SELECTION:
____________

The size was chosen for avoiding permits. The same sized shed at HD&L was $2500 before tax. This shed was a prototype for a 200 sq ft shed on my mtn property. This is the size limit for no permit in my mtn county.

These pallet shelf units come in different heights, but the width and lengths are the same. I intend to make a 2 story shed on my mtn. The roof will be flat, not sloped, and will be made of corrugated steel, not plastic. This will enable me to make the roof into a garden with a parapet wall. Most of the materials will come from salvage.

This shed experience has seeded my mind with the thought of using salvage metal pallet shelfs in the construction of an entire home. There are mezanine structures which are used in shopping centers and big building structures for raised levels. These have available stairways etc. I need to finish my shed then go down that path. I would need to get an engineer and the county to approve it if I go further than the shed.


----------



## gobug

Regarding contractors vs doing it yourself for 1/3 the cost: This is only true if the value of your time is zero. If you have to work longer, make mistakes, and deal with the code enforcement, the comparison favors the contractor for the larger scale projects. They know the rules, procedures, and have a reputation with the code inspectors and their customers. Now there certainly are some contractors better than others. If you avoid contractors, and absolutely need one for a certain project, you may get the bottom of the deck.


----------



## ErinP

> This is only true if the value of your time is zero.


I've never understood this argument. I mean, yeah, if you're taking off time from work to do this project, it's a valid point. But most people do DIY projects in their FREE time. And that's how much that time is costing them. :shrug:

To be sure, if you live somewhere with codes and inspectors and permits and such, it might be worth your while to hire someone. Especially if you haven't got a clue where to start. 
But then for a lot of people, learning that information is worth the savings...


----------



## gobug

Time off from work, hmmm. That depends on your definition of work. Does laundry, child care, yard work, shopping, cleaning, etc. count as free time? Now hobbies, vacation, and relaxation do fall into free time.

When I build my home, I will hire an engineer. I don't know about hiring a contractor. I tend to be a do it myself type. I just know some contractors and respect their knowledge. Hence, the thought about the size of a project. I don't seek their help for the little things.

Building a shed fits into hobby, DIY type things.


----------



## Scavenger

Hey Guys...Check this out!! I'm building this, except 16x16 instead of 14x14. I have been wanting to do this for years, but I'm just now getting the chance. I have a couple of acres back in the woods to put it on and I think it's going to be great!

____________

DATA SUPPLIED:
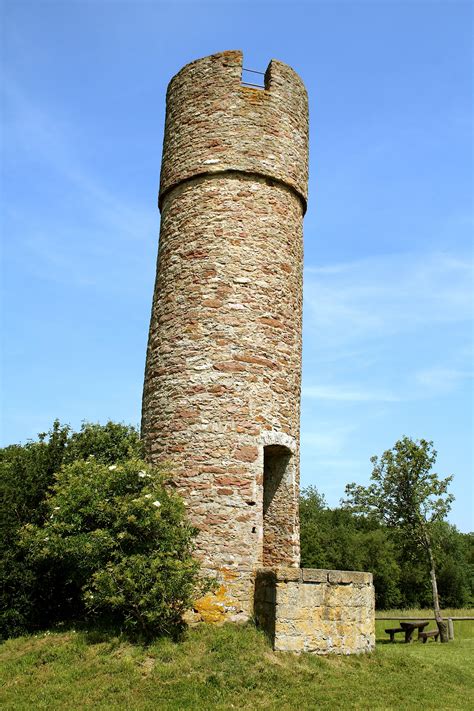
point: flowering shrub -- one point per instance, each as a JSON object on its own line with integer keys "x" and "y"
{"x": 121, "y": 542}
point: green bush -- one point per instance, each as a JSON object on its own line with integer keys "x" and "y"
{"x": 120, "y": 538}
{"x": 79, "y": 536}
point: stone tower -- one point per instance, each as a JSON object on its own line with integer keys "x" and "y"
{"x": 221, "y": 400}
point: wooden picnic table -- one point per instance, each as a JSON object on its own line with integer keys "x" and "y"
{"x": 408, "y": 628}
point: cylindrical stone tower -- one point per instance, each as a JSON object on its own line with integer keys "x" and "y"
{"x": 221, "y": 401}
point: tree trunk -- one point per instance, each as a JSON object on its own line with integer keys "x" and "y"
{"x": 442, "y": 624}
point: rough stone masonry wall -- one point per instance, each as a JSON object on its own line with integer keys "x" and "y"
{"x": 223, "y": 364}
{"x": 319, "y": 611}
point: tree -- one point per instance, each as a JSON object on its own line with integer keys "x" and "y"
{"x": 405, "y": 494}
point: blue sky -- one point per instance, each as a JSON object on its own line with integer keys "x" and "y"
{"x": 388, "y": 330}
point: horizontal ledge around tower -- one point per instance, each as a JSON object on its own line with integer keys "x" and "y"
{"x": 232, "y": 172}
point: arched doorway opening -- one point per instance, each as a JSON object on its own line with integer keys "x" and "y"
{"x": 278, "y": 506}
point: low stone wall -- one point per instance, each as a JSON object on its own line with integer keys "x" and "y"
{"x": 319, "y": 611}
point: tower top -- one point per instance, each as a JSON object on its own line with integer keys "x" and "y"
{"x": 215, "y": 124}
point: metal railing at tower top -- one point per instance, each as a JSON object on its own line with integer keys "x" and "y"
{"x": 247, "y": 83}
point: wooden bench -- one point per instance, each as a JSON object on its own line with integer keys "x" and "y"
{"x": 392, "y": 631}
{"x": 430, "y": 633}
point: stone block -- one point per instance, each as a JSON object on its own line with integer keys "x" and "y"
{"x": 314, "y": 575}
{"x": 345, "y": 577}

____________

WORK TO COMPLETE:
1) Rewrite the records as a numbered list, from the line with "point: blue sky" to the end of the records, and leave out any blank lines.
2) Continue the forum thread about building the pallet-shelf shed from the point where it stops.

THE REPLIES:
1)
1. point: blue sky -- one point per instance, each as a JSON object on its own line with integer keys "x" and "y"
2. {"x": 388, "y": 330}
3. point: horizontal ledge around tower -- one point per instance, each as a JSON object on its own line with integer keys "x" and "y"
4. {"x": 232, "y": 172}
5. point: arched doorway opening -- one point per instance, each as a JSON object on its own line with integer keys "x" and "y"
6. {"x": 278, "y": 506}
7. point: low stone wall -- one point per instance, each as a JSON object on its own line with integer keys "x" and "y"
8. {"x": 319, "y": 611}
9. point: tower top -- one point per instance, each as a JSON object on its own line with integer keys "x" and "y"
10. {"x": 215, "y": 124}
11. point: metal railing at tower top -- one point per instance, each as a JSON object on its own line with integer keys "x" and "y"
12. {"x": 247, "y": 83}
13. point: wooden bench -- one point per instance, each as a JSON object on its own line with integer keys "x" and "y"
14. {"x": 392, "y": 631}
15. {"x": 430, "y": 633}
16. point: stone block -- one point per instance, each as a JSON object on its own line with integer keys "x" and "y"
17. {"x": 314, "y": 575}
18. {"x": 345, "y": 577}

2)
http://www.simplesolarhomesteading.com/


----------



## AngieM2

Scavenger - I love that little house. I have downloaded the photo of that house just for a computer desktop and dreaming.

Maybe a blog, flickr acct for photos, or whatever works to keep showing us how you progress with this.

Will you have another little building for the stuff you need for things not used everyday?


----------



## cc

I want to get one of those rent to own style buildings and finish it for a sewing-craft room. I thought about putting in a wood cook stove to heat it with and that way if the electricity goes out we would have a way to cook besides the Coleman camp stove! Have any of you done something like that? I was think about a 10 or 12 X 16, Any suggestions or ideas will be appreciated.


----------



## ErinP

gobug said:


> When I build my home, I will hire an engineer. I don't know about hiring a contractor. I tend to be a do it myself type. I just know some contractors and respect their knowledge. Hence, the thought about the size of a project. I don't seek their help for the little things.
> 
> Building a shed fits into hobby, DIY type things.


If you can afford it, more power to you! :thumb:

I can't. 
_And_, I know that building a house, while a BIG project, is not rocket science. I've helped build several. I know it's a do-able thing.
So far as laundry, child-care, yardwork, etc. I'm a mom, too and I have yet to get paid for any of those things.  Ie, it's still not "costing" me anything...


----------



## willow_girl

HD had one similar to the above on its lot last year. They were discontinuing their larger buildings and it was on sale. I was tempted ... but thought the staircase took up too much space in the floor plan. It just wasn't an efficient use of space IMO. 

I did buy a 12x20 1-story shed that also was being discontinued, and got a decent price on it! Someday I'd like to finish the inside and make a little cabin out of it ...


----------



## Scavenger

AngieM2: I will keep you informed on how it's going...gonna be slow at first though. I am just getting back to work after a much too long lay-off. As soon as the money starts flowing again...I'm on my way!! I do intend to build a small out-building and later on, dig a root cellar.


----------



## tytglovett

We took the same general idea and did that ourselves. We enclosed part of our metal barn, and built our house inside. We did the work ourselves and paid as we went. We love it and no longer have a mortgage.


----------



## roadless

tytglovett said:


> We took the same general idea and did that ourselves. We enclosed part of our metal barn, and built our house inside. We did the work ourselves and paid as we went. We love it and no longer have a mortgage.


I would love to see pictures!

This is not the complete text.